## WORK TO COMPLETE:
From the passage about the Lely portrait, extract the text between "With the restoration" and "as the drapery.", inclusive, copying it word for word.

## PASSAGE PROVIDED:

With the restoration of the Stuart monarchy in 1660, Lely became principal portrait painter at the court of Charles II. Highly prolific, he often used other artists to carry out the less individualised areas of his pictures, such as the drapery.
Lely’s debt to the earlier court artist Sir Anthony van Dyck (1599–1641) can be see here in the seated three-quarter-length composition with a richly patterned curtain that billows down behind the sitter to the right, and a stone window opening at the left with an empty terracotta vase on its ledge.1 The sitter rests her left hand on a golden metal container. This may be meant to echo the jar found in earlier religious paintings as a symbol of the reformed New Testament sinner Mary Magdalene. Through the window can be seen a landscape, with a seemingly ruined building and a circular stone tower on a wooded hill, and a stretch of water below.

(Records of point annotations)
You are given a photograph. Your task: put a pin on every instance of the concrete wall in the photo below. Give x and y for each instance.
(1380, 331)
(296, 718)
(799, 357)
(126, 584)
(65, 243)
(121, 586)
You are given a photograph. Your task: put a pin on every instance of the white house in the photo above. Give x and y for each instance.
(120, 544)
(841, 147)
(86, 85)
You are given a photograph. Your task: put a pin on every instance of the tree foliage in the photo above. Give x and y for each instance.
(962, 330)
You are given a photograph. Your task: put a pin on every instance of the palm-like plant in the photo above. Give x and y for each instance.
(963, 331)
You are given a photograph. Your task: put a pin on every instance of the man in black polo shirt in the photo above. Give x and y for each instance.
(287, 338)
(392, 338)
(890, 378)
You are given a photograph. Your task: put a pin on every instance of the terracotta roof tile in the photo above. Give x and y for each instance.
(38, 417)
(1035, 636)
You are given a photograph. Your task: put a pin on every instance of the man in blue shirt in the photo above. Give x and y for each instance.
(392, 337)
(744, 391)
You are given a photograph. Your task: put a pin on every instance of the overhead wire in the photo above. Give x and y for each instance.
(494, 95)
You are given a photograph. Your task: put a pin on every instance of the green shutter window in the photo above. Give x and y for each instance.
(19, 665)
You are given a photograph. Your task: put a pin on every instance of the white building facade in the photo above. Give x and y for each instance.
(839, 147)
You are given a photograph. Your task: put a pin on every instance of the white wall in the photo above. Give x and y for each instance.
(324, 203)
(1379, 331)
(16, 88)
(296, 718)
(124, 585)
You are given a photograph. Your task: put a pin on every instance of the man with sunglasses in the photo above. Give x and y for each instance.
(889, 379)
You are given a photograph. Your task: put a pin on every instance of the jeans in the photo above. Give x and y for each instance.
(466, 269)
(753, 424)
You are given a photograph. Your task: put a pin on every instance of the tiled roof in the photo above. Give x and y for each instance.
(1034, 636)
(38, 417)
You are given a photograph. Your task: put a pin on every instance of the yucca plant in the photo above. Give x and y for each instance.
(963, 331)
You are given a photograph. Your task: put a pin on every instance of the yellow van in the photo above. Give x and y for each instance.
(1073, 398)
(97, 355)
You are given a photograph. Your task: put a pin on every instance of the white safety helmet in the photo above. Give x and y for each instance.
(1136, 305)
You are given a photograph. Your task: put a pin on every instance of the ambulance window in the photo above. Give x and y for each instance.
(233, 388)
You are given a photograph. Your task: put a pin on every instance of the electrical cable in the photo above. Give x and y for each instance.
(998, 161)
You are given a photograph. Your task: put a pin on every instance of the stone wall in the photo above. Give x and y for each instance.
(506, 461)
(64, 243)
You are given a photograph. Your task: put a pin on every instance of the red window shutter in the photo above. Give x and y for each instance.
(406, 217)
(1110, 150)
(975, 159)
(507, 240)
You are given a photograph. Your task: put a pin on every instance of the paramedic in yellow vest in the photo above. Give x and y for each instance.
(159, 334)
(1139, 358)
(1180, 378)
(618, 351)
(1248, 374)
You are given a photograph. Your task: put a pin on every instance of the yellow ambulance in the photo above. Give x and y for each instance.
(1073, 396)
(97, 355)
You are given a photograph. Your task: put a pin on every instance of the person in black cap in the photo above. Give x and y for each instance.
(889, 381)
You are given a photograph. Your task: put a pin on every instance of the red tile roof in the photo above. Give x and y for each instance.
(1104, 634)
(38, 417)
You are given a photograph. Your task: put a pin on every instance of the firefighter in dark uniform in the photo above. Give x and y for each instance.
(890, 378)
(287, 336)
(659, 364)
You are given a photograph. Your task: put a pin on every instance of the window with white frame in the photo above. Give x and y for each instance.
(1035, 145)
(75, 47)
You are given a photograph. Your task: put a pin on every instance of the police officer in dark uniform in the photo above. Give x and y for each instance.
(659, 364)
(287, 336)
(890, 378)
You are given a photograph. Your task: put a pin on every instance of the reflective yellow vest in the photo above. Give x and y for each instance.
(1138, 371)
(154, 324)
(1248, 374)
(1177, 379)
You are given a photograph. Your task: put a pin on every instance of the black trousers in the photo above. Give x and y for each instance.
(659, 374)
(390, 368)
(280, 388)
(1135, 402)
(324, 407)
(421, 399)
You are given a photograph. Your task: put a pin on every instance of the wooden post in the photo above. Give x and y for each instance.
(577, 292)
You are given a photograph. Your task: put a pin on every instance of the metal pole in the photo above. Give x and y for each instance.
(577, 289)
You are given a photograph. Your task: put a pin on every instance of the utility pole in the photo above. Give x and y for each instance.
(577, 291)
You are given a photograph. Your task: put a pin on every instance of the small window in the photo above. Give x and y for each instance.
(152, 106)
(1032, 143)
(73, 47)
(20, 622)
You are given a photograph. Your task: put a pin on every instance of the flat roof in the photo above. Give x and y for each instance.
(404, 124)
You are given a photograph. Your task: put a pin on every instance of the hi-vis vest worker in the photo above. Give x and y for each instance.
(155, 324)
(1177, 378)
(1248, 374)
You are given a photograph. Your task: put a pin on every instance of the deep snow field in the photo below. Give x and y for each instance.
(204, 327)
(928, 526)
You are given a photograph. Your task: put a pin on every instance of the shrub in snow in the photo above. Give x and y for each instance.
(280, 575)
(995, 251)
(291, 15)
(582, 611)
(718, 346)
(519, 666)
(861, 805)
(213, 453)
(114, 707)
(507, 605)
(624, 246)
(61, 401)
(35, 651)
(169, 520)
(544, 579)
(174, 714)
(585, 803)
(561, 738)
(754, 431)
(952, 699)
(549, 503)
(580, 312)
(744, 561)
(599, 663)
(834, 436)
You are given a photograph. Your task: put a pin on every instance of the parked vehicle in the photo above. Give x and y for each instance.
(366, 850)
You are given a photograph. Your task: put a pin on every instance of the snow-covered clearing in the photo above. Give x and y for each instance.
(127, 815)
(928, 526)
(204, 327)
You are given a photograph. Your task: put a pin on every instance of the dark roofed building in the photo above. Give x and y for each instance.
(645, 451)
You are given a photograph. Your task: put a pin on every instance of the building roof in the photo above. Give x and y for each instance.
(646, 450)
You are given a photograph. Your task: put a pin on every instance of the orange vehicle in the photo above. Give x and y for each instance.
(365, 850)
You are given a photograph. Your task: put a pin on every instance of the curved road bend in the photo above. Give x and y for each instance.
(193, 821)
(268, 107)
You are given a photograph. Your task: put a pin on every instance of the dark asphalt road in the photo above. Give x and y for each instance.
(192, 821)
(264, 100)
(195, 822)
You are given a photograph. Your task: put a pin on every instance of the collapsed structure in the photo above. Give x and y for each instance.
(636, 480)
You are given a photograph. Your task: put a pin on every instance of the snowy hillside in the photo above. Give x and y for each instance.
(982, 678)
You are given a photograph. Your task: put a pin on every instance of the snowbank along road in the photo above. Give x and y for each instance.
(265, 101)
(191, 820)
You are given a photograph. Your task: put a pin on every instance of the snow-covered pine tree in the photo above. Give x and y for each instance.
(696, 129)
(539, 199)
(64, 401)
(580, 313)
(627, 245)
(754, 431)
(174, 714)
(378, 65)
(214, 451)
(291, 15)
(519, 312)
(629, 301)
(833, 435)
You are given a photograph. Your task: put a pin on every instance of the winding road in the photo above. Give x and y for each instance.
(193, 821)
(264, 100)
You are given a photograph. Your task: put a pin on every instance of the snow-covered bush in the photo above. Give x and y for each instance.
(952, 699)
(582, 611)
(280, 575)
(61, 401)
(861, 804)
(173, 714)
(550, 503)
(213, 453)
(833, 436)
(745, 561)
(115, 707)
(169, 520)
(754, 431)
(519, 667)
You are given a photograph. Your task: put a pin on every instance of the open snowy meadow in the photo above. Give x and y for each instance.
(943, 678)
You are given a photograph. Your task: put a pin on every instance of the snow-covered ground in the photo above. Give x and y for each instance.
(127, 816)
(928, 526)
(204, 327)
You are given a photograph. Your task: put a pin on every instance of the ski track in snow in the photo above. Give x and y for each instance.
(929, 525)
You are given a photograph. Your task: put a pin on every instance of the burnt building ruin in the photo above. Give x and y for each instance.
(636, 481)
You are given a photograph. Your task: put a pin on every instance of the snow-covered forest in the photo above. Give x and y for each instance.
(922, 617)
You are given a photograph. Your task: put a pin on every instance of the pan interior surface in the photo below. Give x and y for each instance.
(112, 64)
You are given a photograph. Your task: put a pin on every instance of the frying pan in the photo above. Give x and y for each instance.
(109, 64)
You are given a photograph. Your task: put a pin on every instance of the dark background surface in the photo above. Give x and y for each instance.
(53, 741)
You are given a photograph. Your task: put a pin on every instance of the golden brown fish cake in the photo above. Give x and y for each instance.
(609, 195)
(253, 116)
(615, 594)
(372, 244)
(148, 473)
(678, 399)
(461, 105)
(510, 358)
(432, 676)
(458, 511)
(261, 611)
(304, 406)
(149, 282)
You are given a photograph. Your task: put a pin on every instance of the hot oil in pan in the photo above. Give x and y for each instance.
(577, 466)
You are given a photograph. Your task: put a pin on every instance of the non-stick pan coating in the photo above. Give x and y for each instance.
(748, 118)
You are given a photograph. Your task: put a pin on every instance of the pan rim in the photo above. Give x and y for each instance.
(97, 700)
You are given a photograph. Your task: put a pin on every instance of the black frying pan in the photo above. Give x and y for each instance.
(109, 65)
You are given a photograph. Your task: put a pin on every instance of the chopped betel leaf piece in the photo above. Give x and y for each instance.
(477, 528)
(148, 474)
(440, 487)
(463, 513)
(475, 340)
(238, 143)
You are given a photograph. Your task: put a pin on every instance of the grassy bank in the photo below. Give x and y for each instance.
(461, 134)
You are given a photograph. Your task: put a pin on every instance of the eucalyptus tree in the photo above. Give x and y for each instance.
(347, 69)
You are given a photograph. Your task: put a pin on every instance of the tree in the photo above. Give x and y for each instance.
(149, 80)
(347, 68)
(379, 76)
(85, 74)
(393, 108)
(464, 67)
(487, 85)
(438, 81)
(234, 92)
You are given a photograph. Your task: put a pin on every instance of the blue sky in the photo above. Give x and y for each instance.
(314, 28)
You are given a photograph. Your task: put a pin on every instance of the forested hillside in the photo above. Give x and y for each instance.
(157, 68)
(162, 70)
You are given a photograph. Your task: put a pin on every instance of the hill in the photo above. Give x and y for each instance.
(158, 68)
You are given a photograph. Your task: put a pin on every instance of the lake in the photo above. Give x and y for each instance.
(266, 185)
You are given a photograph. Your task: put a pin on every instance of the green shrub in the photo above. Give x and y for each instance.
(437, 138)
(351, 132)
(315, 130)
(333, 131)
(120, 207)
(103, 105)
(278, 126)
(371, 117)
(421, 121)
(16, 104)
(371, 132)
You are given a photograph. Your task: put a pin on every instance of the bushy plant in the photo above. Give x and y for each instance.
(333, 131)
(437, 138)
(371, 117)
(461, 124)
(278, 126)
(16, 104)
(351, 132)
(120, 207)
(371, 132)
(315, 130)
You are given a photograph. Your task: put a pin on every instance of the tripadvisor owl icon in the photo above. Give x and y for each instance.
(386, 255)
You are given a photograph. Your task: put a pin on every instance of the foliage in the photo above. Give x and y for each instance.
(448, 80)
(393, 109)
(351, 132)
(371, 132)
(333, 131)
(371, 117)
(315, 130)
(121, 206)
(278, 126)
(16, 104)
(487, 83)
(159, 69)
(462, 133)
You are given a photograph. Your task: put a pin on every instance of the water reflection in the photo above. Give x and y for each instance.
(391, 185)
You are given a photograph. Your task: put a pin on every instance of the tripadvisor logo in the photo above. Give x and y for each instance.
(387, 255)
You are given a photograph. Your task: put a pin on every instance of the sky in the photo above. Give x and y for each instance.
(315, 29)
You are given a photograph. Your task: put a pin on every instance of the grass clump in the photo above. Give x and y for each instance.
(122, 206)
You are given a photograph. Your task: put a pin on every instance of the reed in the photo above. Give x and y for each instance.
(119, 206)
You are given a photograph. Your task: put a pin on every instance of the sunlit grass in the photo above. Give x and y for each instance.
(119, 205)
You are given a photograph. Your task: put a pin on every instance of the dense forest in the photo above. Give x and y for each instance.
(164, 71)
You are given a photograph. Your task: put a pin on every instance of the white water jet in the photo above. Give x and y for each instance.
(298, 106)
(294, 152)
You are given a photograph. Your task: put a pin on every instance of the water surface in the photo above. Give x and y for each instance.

## WORKED ANSWER:
With the restoration of the Stuart monarchy in 1660, Lely became principal portrait painter at the court of Charles II. Highly prolific, he often used other artists to carry out the less individualised areas of his pictures, such as the drapery.